_Prompt_
Without the pictures, reproduce the records that follow exactly.

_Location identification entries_
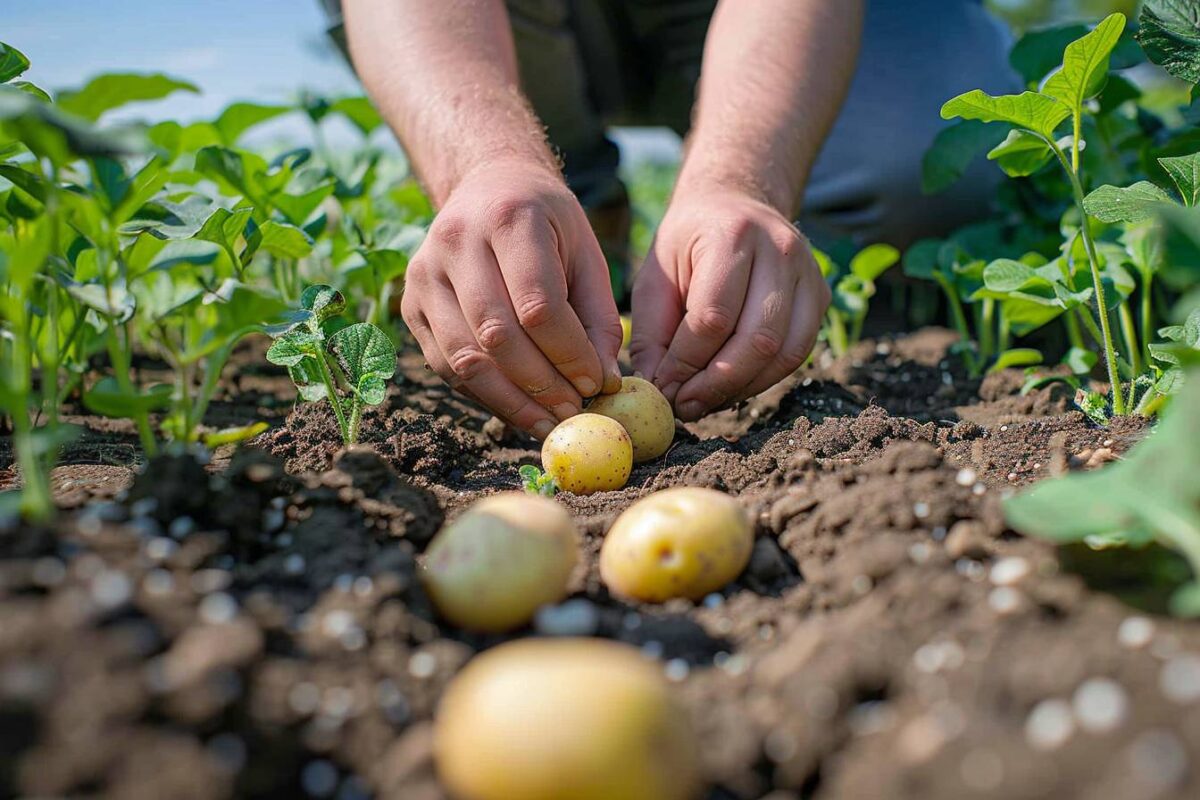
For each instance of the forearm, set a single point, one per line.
(774, 76)
(444, 77)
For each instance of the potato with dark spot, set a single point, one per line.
(679, 542)
(587, 453)
(498, 563)
(564, 720)
(643, 411)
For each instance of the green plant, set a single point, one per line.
(348, 366)
(853, 287)
(1152, 495)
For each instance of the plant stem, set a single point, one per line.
(1102, 308)
(331, 388)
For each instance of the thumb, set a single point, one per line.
(657, 311)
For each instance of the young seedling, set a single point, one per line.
(534, 481)
(1151, 495)
(348, 367)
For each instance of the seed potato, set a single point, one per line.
(679, 542)
(505, 557)
(643, 411)
(564, 720)
(587, 453)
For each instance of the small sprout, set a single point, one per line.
(534, 481)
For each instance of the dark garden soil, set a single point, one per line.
(255, 626)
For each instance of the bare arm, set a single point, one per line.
(509, 295)
(730, 300)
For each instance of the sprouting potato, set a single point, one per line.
(588, 452)
(643, 411)
(505, 557)
(679, 542)
(564, 720)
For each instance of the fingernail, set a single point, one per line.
(586, 386)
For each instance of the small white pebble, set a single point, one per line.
(1101, 705)
(1180, 679)
(423, 665)
(217, 608)
(1009, 570)
(1050, 725)
(1135, 632)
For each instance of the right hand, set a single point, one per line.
(510, 300)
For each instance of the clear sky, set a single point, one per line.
(262, 50)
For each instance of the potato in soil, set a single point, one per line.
(643, 411)
(679, 542)
(587, 453)
(505, 557)
(564, 720)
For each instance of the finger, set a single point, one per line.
(589, 292)
(481, 295)
(760, 336)
(533, 272)
(454, 354)
(714, 299)
(657, 310)
(808, 307)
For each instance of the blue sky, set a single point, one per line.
(262, 50)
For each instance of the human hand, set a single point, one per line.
(727, 304)
(509, 296)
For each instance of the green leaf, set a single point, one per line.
(874, 260)
(1185, 170)
(1169, 31)
(1131, 204)
(366, 356)
(239, 118)
(294, 347)
(1085, 64)
(12, 62)
(1021, 154)
(1030, 110)
(108, 91)
(953, 151)
(107, 398)
(234, 435)
(1017, 358)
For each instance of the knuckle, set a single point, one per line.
(467, 362)
(766, 343)
(533, 308)
(492, 334)
(714, 320)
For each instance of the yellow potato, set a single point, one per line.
(588, 452)
(564, 720)
(681, 542)
(505, 557)
(643, 411)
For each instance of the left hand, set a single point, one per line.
(727, 304)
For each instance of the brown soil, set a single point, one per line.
(253, 626)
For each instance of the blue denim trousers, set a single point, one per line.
(588, 65)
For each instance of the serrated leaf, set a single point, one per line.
(109, 91)
(874, 260)
(953, 151)
(1030, 110)
(1185, 172)
(1131, 204)
(1085, 64)
(1169, 32)
(12, 62)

_Response below_
For each instance of the forearm, set a single point, one per line.
(774, 76)
(444, 77)
For each instance of the potato with dark spot, set a single point, one per line.
(679, 542)
(587, 453)
(498, 563)
(564, 720)
(643, 411)
For each instance of the green plant, set a single point, one per line.
(348, 366)
(853, 287)
(1152, 495)
For each instance of the plant stem, set a single point, one per line.
(1102, 308)
(331, 388)
For each instance of the thumb, set a single point, one per line.
(657, 311)
For each instance of the young seedling, set a single point, one per line.
(534, 481)
(1151, 495)
(348, 367)
For each instance of the seed potato, set a single point, one per line.
(679, 542)
(505, 557)
(643, 411)
(564, 720)
(587, 453)
For each instance of the small sprout, set a single point, one per line.
(534, 481)
For each instance of the dark garden soil, set a single point, one per line.
(255, 626)
For each instance of the bare arm, set a single point, one per line.
(509, 295)
(730, 300)
For each instance of the sprouting potato, set a single point, one per line.
(588, 452)
(643, 411)
(505, 557)
(679, 542)
(564, 720)
For each instance of the fingernail, set a single point, one per line.
(586, 386)
For each instance of the small white pebble, set a single point, one per line.
(1101, 705)
(1180, 679)
(423, 665)
(217, 608)
(1009, 570)
(1050, 725)
(1135, 632)
For each instance of the right hand, set a single point, one per line.
(510, 300)
For each instance of the clear sky, set a single point, one per line.
(262, 50)
For each instance of the potato in soil, set a single point, one per line.
(643, 411)
(679, 542)
(587, 453)
(505, 557)
(564, 720)
For each instance of the finger, set a single point, one per line.
(589, 292)
(481, 295)
(760, 336)
(533, 272)
(454, 354)
(714, 299)
(657, 310)
(808, 307)
For each instance of the blue sky, set a single point, one per line.
(262, 50)
For each instance of the human hand, set a single point, one per line.
(727, 304)
(509, 296)
For each instance of the green leaf, set a single point, one per line.
(874, 260)
(1185, 170)
(1169, 31)
(1131, 204)
(366, 356)
(239, 118)
(294, 347)
(1085, 64)
(12, 62)
(1021, 154)
(1030, 110)
(108, 91)
(953, 151)
(107, 398)
(234, 435)
(1017, 358)
For each instance of the knuckle, set a single point, one per line.
(467, 362)
(766, 343)
(533, 308)
(492, 334)
(714, 320)
For each instance of the yellow potato, set a single point, one per line.
(588, 452)
(564, 720)
(681, 542)
(505, 557)
(643, 411)
For each instance of the left hand, set a single point, one per line.
(727, 304)
For each instance of the brown soil, set a single point, one per line.
(253, 626)
For each instance of the blue denim trousers, set a single point, one per line.
(588, 65)
For each instance of the serrated leaf, set a single point, one per line.
(109, 91)
(874, 260)
(953, 151)
(1030, 110)
(1185, 172)
(1131, 204)
(1085, 64)
(1169, 32)
(12, 62)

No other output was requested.